[STATED GOAL] Reproduce the records below line for line, without any changes, and leave the pictures out of your copy.

##### RECORDED DATA #####

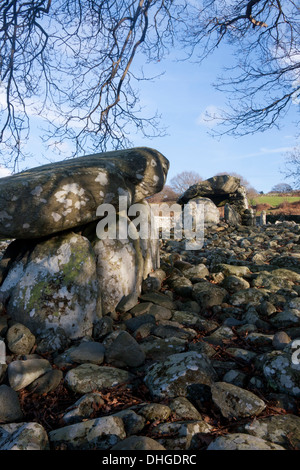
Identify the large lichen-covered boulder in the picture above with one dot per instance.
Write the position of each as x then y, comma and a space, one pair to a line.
62, 195
53, 284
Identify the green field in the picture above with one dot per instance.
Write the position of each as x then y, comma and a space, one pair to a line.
274, 201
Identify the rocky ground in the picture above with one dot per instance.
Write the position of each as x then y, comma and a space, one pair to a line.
208, 359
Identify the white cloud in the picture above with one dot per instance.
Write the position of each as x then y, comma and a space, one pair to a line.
209, 117
4, 172
267, 151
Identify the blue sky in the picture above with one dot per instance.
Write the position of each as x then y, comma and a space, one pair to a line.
181, 96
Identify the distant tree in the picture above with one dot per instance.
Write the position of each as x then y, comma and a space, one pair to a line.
292, 167
182, 181
282, 188
166, 195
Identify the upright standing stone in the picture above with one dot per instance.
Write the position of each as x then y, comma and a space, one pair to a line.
263, 218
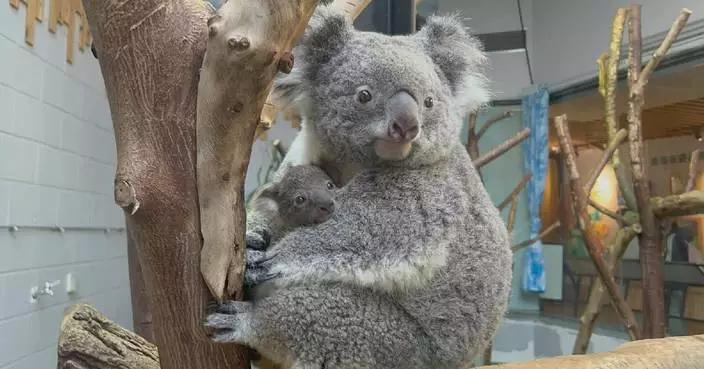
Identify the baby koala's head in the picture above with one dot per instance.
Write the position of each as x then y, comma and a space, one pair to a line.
304, 196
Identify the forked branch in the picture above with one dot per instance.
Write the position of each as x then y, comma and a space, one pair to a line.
501, 148
245, 50
593, 243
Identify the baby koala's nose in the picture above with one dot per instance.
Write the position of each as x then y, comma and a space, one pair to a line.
327, 206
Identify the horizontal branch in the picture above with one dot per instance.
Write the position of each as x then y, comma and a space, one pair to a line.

#####

[OUTPUT FOR THIS EXERCISE]
Identify the large lichen-covered boulder in the picture above with one dot per instance.
Write the position of each as x then y, comma and a space, one pair to a line.
62, 195
53, 284
Identify the green field in the picture above with one dot per instance.
Write the position of each as x then y, comma and a space, one pair to a line.
274, 201
Identify the rocky ground in the picture above with one dot per instance.
Write the position of each as x then y, comma and a space, one pair to a line.
208, 359
Identify the white cloud in the picture above with one dot per instance.
Write the position of each as x then y, comma and a space, one pair to a line.
209, 117
4, 172
267, 151
Identify the blue sky in the picture above with one dot per instance.
Write the position of each as x then y, comma and a space, one pair to a line.
181, 96
Identify the distant tree in the picture above with one dot per instance.
Write the position of each as x then y, comma and a space, one pair to a line.
292, 167
182, 181
282, 188
166, 195
Identify the upright standing stone in the picture above with one dot per instance.
Write the position of each as x then y, comma and a space, one pair to a line.
263, 218
Identify the baby koala's head in the picture above with one dot per instance.
Write the position of each as x then y, comma and a space, one pair to a line.
304, 196
Identify the forked branch in the picture above with one dot per instance.
Write the position of each as x then y, comma and a space, one pair to a line.
501, 148
245, 50
593, 243
Identify the baby koala's nose in the picture above with one dot per instance.
Write the position of each as x then y, comma and a space, one pair to a line.
327, 206
Identify the horizontal branch in the picture above with one dot per instance.
Write the position of each as x then y, comma and a space, one pair to a line.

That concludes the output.